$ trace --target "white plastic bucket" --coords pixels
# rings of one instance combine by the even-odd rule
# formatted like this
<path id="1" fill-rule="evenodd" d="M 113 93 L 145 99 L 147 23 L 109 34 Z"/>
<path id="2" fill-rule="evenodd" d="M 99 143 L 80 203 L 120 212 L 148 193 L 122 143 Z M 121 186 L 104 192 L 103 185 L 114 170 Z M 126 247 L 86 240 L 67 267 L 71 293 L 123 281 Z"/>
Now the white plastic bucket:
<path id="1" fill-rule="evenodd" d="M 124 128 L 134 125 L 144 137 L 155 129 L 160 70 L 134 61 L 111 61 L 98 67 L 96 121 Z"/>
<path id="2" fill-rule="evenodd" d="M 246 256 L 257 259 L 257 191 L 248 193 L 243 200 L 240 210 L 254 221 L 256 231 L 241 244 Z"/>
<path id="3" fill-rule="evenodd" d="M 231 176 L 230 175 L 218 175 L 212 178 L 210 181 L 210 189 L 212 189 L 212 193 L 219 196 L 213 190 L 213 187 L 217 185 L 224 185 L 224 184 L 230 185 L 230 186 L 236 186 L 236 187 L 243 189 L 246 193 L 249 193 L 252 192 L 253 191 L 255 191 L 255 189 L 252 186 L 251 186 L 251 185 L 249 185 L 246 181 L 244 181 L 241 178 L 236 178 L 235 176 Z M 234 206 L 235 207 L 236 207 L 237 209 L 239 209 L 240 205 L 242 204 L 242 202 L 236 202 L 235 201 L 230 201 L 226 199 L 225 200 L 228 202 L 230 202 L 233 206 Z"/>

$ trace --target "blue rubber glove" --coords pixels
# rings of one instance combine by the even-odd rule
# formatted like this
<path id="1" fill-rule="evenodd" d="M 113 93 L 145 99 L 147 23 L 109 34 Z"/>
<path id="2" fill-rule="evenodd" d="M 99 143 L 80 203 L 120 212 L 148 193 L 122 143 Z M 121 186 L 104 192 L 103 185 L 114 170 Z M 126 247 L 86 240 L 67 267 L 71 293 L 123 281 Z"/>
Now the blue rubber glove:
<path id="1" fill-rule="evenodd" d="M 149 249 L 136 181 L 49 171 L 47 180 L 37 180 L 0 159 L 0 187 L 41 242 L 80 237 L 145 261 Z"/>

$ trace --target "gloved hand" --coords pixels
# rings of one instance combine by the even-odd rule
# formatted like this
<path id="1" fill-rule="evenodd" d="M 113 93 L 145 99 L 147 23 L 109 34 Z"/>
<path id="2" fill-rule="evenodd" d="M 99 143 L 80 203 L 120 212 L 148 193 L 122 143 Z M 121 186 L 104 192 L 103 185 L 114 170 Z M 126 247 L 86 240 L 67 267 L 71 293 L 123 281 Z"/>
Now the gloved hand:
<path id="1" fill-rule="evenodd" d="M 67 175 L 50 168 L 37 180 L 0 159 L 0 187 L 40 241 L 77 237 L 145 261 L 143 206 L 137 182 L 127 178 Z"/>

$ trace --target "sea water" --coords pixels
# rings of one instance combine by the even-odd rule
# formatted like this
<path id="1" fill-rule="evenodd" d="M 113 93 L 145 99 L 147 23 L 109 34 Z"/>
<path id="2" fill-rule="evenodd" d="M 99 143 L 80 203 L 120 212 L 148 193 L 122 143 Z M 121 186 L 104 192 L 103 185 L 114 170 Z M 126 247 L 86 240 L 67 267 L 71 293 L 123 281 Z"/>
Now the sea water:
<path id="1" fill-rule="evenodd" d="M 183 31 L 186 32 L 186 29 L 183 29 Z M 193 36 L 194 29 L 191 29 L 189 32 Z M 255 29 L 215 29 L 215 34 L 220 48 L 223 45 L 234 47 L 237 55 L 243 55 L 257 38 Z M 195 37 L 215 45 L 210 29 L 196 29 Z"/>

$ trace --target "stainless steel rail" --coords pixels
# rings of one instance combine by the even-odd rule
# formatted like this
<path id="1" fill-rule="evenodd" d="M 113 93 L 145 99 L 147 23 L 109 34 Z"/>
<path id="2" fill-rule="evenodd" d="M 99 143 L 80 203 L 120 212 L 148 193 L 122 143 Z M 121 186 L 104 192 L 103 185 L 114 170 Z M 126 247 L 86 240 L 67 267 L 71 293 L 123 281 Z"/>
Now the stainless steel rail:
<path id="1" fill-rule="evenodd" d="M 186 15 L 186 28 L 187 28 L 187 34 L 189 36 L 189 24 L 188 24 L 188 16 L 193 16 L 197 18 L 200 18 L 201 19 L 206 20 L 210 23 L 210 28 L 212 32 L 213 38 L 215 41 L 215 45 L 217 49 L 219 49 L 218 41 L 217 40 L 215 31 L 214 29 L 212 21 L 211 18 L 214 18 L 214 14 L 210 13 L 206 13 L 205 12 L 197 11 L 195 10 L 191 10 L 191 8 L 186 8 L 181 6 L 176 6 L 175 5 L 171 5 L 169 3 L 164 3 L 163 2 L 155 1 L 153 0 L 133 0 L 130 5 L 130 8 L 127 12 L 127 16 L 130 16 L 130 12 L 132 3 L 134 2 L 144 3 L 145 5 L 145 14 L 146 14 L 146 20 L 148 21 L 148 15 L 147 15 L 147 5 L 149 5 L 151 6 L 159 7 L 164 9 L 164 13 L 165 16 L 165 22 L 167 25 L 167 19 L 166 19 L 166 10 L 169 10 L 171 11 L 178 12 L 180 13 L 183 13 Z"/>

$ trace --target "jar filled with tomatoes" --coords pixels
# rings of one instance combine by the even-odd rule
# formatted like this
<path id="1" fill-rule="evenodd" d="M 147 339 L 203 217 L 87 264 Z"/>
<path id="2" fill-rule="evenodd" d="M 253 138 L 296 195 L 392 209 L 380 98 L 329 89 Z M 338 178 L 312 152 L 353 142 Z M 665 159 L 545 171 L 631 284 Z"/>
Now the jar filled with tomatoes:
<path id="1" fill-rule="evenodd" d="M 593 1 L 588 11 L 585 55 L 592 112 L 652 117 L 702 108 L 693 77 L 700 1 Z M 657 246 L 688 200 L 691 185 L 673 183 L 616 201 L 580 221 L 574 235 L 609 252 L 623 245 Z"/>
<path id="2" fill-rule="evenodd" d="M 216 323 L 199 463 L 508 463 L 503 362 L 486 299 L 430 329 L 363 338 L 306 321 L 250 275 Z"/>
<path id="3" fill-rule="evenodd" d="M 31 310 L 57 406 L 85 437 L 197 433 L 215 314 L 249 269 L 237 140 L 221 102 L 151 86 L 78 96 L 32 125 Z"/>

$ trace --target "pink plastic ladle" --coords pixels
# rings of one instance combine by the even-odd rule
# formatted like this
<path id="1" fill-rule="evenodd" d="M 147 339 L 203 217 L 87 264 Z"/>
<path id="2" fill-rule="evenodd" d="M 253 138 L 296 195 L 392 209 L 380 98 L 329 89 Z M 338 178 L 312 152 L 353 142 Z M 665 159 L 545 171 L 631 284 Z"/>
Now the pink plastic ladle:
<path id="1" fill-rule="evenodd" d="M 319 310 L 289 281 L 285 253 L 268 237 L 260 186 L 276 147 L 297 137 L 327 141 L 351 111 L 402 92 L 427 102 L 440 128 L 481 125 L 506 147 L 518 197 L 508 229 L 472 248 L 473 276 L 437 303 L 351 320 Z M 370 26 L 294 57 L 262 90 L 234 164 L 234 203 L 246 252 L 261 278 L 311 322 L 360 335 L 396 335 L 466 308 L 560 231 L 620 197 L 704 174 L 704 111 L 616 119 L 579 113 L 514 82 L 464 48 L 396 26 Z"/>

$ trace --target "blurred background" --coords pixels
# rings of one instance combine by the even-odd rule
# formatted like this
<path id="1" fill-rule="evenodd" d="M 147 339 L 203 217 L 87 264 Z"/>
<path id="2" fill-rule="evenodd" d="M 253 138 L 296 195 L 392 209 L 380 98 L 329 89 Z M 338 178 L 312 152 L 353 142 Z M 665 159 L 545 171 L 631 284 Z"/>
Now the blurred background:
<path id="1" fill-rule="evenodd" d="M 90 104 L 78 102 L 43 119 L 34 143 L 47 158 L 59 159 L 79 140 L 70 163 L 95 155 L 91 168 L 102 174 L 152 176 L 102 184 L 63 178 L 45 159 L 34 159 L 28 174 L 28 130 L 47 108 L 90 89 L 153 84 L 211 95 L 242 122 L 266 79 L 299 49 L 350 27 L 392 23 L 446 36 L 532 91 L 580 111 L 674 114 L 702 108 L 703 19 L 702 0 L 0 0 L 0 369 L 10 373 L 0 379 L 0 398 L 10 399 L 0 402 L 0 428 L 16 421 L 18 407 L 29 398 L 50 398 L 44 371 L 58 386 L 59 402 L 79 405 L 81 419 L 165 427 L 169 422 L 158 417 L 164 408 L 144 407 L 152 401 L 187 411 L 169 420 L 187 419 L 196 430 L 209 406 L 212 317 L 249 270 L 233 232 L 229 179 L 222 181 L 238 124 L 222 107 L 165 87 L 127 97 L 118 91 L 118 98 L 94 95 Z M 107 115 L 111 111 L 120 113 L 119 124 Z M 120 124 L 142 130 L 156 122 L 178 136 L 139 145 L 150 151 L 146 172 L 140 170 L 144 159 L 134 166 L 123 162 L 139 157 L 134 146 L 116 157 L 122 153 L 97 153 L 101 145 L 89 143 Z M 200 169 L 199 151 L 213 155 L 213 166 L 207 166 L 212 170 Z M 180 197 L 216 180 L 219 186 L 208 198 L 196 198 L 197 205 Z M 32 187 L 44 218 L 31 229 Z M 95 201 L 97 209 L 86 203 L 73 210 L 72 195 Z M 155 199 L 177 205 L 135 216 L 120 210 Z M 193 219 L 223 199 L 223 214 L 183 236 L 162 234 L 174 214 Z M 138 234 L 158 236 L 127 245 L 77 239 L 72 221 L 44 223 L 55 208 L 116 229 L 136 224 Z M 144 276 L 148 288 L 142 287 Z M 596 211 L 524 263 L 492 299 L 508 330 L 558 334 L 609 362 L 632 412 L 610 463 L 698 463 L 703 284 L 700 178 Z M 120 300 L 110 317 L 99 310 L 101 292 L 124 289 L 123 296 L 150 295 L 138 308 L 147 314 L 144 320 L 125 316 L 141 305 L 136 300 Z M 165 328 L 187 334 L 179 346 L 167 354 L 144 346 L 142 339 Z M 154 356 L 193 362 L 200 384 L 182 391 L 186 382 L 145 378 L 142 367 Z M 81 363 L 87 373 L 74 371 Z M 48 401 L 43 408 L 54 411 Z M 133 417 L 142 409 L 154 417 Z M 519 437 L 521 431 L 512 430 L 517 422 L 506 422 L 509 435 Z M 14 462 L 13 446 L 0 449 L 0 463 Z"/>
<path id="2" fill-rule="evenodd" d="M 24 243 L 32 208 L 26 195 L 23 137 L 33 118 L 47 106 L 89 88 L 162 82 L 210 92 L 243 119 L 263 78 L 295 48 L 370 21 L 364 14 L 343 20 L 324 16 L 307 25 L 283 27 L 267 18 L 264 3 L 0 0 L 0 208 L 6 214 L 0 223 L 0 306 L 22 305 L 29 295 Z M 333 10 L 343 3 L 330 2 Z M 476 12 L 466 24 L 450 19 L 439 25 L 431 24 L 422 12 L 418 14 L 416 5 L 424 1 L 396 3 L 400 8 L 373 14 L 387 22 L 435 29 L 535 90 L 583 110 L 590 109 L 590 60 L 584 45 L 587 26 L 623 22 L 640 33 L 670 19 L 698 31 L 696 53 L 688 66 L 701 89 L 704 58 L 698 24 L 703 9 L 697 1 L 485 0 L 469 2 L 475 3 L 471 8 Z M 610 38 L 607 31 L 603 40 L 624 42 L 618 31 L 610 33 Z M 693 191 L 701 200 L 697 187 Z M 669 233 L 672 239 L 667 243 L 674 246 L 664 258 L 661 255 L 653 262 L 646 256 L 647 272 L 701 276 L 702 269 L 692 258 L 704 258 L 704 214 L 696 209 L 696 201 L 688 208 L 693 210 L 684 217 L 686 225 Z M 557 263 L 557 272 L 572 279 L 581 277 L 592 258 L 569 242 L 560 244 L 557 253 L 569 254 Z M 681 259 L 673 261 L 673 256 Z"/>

*Task to complete*. Gather every line of the entries above that contains the word "background", and copy each line in full. Case counts.

*Expected answer*.
$ trace --target "blurred background" --coords pixels
Now the blurred background:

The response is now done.